| Complete the following |
• a. Name every geographic place (country, region, or county) mentioned in the fur farm article.
• b. Rewrite the fur farm article between "But scrapping fur" and "imported from America.", inclusive, renaming "mink" as "fox" throughout.

| Text excerpt |
▽
Thursday, November 18, 1999 Published at 16:08 GMT
Inside the fur farms
It takes around 40 of these to make a coat
Fur farms have come under attack by animal rights campaigners for years and now they face being banned by the government.
But scrapping fur farming in the UK, as proposed in Wednesday's Queen's speech to Parliament, would barely scratch world production of pelts.
There are 13 fur farms in the UK, turning out around 150,000 of the 28.6m mink pelts produced worldwide a year.
Britain's biggest fur farmer, Mike Cobbledick, who produces 70-80,000 pelts a year, said: "I'm proud to be a mink farmer, but here, I can't blow my own trumpet."
It's no surprise he is bashful about his job, because whichever way you dress it up, mink production does involve pretty little animals who live in small cages and are gassed to death aged about seven months.
And all for the sake of human beings' vanity.
He said: "It's a class thing. Animal rights people resent people who wear fur because they think they have more money."
Fur farming in the UK began about 50 years ago when mink were imported from America.
Escape to the wild
Since then many have escaped and mink have become part of the English wildlife scene - equalling the number kept in captivity.
At his Devon farm, Mr Cobbledick's mink live in 1ft by 3ft cages, with up to four mink in each.
△
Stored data
▽
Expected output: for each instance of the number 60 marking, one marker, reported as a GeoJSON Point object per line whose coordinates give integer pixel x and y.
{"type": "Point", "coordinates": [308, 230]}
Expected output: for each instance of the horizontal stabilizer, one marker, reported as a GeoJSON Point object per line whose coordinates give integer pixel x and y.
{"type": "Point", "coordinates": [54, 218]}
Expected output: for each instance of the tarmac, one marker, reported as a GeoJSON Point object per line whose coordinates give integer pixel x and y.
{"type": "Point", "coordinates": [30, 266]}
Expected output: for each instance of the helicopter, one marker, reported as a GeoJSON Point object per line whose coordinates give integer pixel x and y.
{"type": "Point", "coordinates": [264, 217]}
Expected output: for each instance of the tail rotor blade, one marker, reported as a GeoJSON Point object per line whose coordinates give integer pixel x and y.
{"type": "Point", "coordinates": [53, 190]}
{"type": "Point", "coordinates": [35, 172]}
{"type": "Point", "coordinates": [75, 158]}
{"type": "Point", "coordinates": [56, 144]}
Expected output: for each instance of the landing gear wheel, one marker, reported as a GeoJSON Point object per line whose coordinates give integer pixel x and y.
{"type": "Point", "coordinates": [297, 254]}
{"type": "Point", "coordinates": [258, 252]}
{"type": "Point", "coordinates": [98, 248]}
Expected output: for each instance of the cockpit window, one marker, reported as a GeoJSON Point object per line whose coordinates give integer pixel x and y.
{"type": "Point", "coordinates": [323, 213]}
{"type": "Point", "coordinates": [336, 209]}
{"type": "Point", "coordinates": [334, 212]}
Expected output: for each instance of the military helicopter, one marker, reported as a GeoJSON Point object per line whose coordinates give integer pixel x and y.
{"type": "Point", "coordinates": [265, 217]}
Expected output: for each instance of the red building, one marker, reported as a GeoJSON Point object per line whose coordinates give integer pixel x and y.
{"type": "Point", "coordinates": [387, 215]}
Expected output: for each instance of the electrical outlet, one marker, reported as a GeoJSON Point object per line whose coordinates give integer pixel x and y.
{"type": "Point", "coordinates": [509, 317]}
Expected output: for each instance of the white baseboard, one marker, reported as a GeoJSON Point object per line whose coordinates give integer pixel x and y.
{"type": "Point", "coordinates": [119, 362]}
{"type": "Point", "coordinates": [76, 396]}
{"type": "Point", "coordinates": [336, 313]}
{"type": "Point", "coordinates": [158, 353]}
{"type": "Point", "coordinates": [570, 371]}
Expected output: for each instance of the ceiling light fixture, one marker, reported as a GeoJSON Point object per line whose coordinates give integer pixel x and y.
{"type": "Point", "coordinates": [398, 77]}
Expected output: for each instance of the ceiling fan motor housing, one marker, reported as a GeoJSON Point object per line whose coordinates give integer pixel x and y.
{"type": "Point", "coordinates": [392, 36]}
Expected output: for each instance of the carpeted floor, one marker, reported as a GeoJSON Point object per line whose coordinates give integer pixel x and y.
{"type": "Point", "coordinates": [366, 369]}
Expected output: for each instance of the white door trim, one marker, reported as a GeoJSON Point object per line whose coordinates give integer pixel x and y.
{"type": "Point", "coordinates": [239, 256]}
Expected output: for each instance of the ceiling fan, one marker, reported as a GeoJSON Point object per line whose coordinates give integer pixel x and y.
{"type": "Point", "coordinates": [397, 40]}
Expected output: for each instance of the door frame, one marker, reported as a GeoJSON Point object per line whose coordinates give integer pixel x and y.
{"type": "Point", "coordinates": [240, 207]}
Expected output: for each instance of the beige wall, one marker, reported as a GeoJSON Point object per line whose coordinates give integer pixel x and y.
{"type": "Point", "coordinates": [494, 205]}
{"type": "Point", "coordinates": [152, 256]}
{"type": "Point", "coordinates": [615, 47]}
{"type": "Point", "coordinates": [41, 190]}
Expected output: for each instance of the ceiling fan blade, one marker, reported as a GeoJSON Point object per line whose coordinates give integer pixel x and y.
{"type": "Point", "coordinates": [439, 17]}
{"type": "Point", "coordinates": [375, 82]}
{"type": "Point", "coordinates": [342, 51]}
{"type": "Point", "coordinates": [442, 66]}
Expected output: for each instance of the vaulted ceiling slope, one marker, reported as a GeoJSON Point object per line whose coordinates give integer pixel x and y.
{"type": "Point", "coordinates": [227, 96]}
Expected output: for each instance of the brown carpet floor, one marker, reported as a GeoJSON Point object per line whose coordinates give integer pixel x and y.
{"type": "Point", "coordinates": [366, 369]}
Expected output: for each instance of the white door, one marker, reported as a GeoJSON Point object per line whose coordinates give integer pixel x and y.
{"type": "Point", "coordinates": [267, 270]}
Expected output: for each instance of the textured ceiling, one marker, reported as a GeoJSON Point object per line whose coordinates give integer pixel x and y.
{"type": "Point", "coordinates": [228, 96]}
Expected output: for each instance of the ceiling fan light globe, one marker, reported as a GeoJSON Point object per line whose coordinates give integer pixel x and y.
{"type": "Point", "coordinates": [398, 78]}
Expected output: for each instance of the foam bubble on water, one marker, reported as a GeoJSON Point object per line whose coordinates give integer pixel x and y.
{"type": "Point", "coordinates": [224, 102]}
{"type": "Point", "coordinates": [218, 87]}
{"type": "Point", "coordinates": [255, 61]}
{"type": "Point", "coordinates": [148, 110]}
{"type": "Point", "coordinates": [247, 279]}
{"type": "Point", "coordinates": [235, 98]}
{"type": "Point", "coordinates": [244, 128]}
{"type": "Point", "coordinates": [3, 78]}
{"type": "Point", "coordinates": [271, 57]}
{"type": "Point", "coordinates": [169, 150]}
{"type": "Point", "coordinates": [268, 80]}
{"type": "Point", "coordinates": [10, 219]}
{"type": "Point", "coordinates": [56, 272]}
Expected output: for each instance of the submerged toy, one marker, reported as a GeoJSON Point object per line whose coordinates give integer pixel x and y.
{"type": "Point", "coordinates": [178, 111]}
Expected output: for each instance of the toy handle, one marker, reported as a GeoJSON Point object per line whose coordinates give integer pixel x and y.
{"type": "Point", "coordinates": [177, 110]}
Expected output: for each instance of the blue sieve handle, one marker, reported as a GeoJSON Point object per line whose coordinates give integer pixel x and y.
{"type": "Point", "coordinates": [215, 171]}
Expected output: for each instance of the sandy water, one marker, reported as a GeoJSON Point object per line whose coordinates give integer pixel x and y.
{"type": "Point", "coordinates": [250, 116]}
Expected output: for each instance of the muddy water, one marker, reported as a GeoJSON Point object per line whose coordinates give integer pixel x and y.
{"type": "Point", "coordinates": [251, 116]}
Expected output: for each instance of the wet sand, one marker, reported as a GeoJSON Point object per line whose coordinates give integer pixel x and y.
△
| Problem solutions |
• a. UK, Britain, America, Devon

• b.
But scrapping fur farming in the UK, as proposed in Wednesday's Queen's speech to Parliament, would barely scratch world production of pelts.
There are 13 fur farms in the UK, turning out around 150,000 of the 28.6m fox pelts produced worldwide a year.
Britain's biggest fur farmer, Mike Cobbledick, who produces 70-80,000 pelts a year, said: "I'm proud to be a fox farmer, but here, I can't blow my own trumpet."
It's no surprise he is bashful about his job, because whichever way you dress it up, fox production does involve pretty little animals who live in small cages and are gassed to death aged about seven months.
And all for the sake of human beings' vanity.
He said: "It's a class thing. Animal rights people resent people who wear fur because they think they have more money."
Fur farming in the UK began about 50 years ago when fox were imported from America.